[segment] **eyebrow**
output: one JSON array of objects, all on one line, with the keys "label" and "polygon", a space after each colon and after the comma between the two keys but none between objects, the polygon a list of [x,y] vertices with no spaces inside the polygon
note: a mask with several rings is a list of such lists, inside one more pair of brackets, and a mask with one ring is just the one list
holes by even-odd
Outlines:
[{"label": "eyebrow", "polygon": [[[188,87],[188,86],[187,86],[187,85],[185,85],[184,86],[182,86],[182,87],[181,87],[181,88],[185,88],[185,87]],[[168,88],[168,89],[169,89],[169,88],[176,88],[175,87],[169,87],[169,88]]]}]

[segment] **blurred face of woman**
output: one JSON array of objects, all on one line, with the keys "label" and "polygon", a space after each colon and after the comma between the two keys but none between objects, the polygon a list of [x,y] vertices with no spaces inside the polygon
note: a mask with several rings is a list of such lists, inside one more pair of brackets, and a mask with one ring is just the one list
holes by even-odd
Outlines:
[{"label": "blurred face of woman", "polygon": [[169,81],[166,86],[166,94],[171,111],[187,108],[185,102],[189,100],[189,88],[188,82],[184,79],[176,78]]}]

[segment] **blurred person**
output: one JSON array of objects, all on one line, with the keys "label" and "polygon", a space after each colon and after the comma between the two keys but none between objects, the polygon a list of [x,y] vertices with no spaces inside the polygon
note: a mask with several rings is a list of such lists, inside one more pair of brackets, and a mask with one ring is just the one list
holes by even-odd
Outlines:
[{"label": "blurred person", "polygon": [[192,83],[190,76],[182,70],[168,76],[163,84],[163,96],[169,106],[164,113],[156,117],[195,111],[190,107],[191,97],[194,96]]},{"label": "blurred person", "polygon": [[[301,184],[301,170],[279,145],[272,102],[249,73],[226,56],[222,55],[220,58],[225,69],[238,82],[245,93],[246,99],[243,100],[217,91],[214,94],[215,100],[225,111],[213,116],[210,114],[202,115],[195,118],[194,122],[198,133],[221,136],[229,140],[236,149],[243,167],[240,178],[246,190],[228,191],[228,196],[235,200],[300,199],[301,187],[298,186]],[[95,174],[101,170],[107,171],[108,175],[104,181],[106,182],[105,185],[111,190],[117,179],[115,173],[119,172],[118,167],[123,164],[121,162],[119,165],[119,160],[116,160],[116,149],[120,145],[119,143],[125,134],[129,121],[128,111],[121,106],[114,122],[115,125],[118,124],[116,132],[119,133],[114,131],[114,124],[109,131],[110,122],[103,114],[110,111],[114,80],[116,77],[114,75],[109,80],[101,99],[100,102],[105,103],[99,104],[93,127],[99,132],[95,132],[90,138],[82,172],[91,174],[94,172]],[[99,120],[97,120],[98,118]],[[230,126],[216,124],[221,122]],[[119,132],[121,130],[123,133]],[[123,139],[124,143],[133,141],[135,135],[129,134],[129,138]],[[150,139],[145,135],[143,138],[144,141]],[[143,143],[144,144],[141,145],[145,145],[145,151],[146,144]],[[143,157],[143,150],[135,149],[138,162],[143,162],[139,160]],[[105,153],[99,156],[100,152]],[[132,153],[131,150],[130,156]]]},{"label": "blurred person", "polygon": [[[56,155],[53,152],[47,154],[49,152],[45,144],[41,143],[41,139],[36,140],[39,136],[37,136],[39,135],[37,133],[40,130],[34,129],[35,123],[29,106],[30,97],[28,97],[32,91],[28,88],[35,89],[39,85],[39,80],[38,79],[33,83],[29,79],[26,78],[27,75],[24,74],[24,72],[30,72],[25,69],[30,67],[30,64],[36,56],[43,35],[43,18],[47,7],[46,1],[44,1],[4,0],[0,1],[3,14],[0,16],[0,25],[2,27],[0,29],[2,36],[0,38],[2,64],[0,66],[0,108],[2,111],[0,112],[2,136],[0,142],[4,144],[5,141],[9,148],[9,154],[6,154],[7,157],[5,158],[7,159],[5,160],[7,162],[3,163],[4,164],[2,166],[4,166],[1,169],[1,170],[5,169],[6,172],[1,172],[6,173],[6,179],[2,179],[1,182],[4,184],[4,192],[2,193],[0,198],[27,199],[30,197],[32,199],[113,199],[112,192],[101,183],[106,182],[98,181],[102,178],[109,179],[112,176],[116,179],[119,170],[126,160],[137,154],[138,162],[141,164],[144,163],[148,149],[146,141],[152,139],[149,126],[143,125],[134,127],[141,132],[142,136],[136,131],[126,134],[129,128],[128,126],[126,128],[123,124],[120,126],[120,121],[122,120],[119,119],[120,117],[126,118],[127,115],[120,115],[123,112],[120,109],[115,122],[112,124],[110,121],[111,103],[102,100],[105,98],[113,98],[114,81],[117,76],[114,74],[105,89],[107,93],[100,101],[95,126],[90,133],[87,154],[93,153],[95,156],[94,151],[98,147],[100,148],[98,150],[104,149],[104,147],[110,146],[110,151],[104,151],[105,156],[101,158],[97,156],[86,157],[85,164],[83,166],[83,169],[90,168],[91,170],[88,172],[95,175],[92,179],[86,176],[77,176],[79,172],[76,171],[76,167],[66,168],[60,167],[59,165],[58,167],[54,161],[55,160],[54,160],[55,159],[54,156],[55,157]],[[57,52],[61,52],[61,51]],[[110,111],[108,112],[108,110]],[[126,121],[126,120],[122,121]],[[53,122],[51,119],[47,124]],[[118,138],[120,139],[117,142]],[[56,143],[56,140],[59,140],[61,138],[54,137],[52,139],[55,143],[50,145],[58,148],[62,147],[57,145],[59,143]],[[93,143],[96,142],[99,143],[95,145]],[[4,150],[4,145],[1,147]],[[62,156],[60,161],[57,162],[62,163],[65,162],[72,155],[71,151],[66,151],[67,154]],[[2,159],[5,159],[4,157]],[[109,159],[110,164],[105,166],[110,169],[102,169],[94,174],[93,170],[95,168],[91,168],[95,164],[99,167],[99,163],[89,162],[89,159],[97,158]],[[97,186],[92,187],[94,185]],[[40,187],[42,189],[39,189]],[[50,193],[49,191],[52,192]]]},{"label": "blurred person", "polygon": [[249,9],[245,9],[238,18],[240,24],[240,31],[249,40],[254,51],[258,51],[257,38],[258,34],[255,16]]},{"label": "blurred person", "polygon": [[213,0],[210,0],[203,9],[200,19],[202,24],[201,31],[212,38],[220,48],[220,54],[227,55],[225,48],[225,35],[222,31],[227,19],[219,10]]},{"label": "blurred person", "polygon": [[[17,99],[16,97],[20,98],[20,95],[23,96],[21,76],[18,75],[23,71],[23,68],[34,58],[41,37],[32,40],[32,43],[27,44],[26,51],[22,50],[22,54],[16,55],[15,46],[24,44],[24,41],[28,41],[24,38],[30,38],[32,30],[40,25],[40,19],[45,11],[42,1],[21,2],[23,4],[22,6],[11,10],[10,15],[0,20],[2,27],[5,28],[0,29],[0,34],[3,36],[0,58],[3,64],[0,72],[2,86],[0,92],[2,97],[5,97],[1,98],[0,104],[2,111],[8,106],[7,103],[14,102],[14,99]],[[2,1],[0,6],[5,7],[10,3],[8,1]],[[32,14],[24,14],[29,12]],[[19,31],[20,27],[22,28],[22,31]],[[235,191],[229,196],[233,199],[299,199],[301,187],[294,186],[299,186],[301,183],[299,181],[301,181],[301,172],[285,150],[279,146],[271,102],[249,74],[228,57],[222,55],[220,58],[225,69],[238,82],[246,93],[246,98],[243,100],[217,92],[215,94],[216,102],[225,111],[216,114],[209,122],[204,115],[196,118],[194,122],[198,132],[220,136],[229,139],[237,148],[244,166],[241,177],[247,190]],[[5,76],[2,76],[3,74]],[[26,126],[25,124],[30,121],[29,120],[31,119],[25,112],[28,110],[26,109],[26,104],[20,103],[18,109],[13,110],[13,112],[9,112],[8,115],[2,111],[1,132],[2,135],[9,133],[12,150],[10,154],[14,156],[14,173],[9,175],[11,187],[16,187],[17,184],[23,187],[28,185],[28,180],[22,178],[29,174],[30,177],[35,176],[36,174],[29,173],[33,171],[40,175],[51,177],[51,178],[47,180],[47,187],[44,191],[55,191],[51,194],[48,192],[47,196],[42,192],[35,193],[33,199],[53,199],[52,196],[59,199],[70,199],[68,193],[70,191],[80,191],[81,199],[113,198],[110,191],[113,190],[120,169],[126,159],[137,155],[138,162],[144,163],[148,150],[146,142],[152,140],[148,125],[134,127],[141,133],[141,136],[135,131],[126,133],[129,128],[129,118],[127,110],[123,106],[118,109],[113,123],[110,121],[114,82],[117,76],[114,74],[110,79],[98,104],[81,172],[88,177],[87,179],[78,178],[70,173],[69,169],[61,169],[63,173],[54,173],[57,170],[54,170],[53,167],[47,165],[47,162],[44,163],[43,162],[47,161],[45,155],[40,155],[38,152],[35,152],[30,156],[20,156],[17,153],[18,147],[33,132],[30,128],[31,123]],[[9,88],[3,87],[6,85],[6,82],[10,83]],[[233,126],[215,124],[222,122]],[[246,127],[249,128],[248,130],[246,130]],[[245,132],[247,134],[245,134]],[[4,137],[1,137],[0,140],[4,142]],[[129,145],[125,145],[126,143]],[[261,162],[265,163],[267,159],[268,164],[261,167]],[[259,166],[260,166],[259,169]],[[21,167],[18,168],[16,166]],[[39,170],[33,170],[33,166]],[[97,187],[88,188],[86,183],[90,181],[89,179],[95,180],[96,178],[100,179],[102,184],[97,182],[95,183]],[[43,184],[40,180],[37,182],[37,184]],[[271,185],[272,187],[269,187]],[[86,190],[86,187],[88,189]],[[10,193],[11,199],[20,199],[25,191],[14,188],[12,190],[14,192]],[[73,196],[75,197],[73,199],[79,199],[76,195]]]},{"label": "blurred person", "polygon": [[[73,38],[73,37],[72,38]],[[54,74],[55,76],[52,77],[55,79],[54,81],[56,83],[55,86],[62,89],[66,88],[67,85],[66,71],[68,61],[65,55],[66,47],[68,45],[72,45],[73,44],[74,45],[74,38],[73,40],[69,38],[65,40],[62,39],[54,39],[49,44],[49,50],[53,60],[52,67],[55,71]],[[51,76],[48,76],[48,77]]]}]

* * * * *

* [What you are asked to do]: Which lines in the items above contain the string "segment", with case counting? Copy each of those lines in full.

* [Exercise response]:
[segment] **eyebrow**
[segment] **blurred face of woman**
[segment] **blurred person**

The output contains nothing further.